Aim A — In the forum thread about partitioning versus many tables, what is named as a common partition key?
Aim B — Reproduce the part of the forum thread between "- too many active" and "queries do you do.", inclusive.

Article —
The Vertica Forum recently got a makeover! Let us know what you think by filling out this short, anonymous survey.
Please take this survey to help us learn more about how you use third party tools. Your input is greatly appreciated!
partitioning vs many tables
Hi All, We are trying to devise schema in vertica for storing data for our application. There are a large number of publishers for that application and the confusion is whether to store the data in a single table and have partitioning based on publisher id or store each publisher data in a separate table. There are certain operations like delete , recovery et al which create locks on the entire table, hence data push might disrupt for everyone if the data is stored in a single table. However a single table is more easily manageable. Could someone throw some light on the pros and cons of each ? Thanks, Ravi.
I think that you are misunderstanding the concept of partition in Vertica. Partition is a property of a table and specifies how data is organized within individual nodes. Vertica offer partition for 2 reasons,
1- To easily clean historic data, so you can drop a partition and reclaim the space very fast.
2- Partition pruning so when Vertica scan the data filter the partitions.
However it is recommended to keep a low number of partition as when partition Vertica separated the partition data in different files. A common partition key is month/year.
As a pro/con of partition by publisher
Pro, you can easily filter the data when doing queries publisher = xxx
- too many partition ( not sure the number)
- too many active partitions ( you will get ros push back when loading as all the active partition will merge with the starta algorithm.
- delete history data will be with a delete statement, and could take long time and create delete vectors.
Not having the possibility to have partition by publisher, I think having different tables may be your answer, but I would like to know what type of deletes you do? If in fact you do too many deletes, I would recommend you to read the delete performance consideration.
You also need to analyze what type of queries do you do.
Hope this helps,

Data lines —

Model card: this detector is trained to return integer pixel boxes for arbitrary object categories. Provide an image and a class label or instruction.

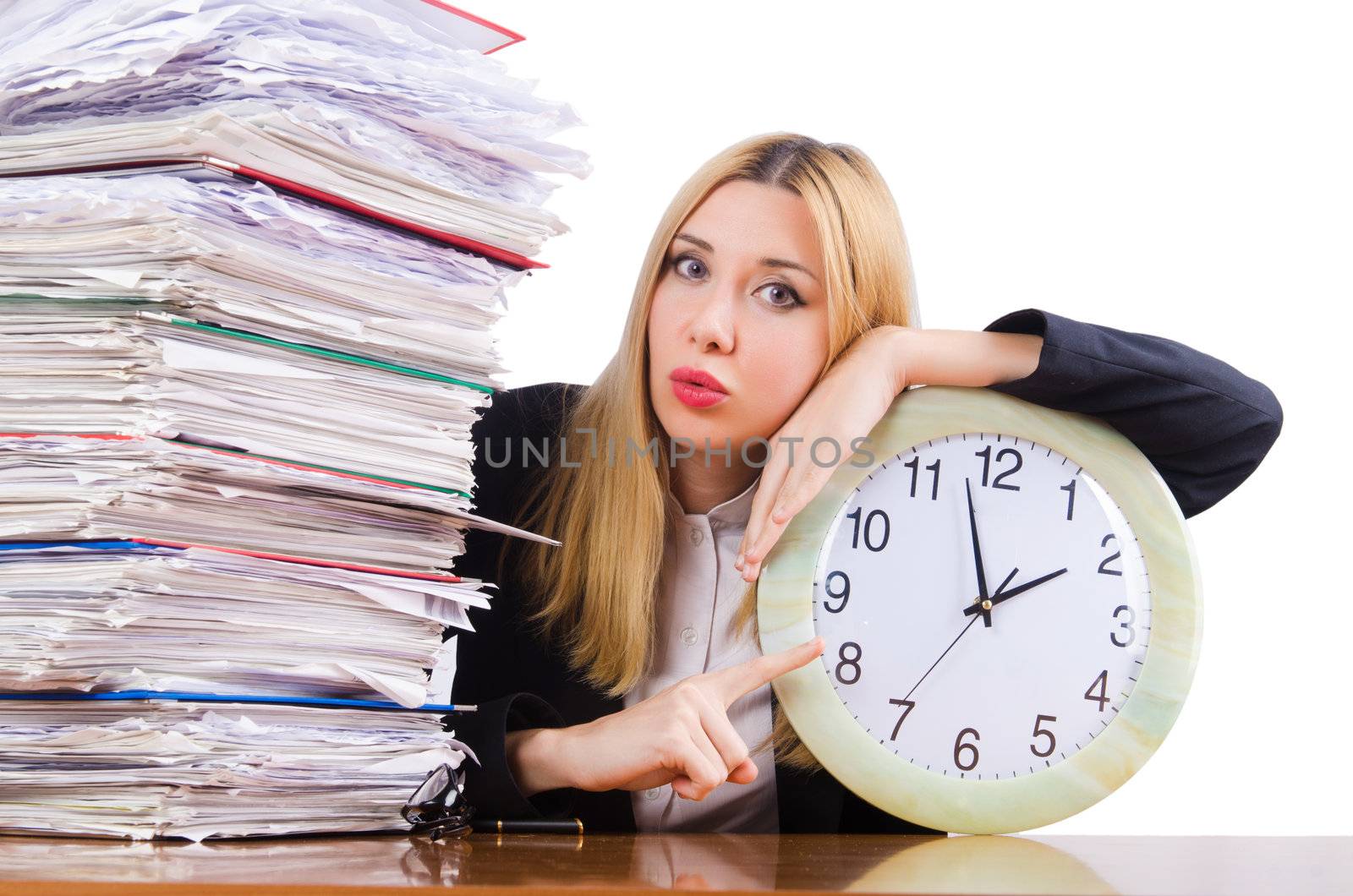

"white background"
[481,0,1353,833]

Task answer A — Month/year.

Task answer B —
- too many active partitions ( you will get ros push back when loading as all the active partition will merge with the starta algorithm.
- delete history data will be with a delete statement, and could take long time and create delete vectors.
Not having the possibility to have partition by publisher, I think having different tables may be your answer, but I would like to know what type of deletes you do? If in fact you do too many deletes, I would recommend you to read the delete performance consideration.
You also need to analyze what type of queries do you do.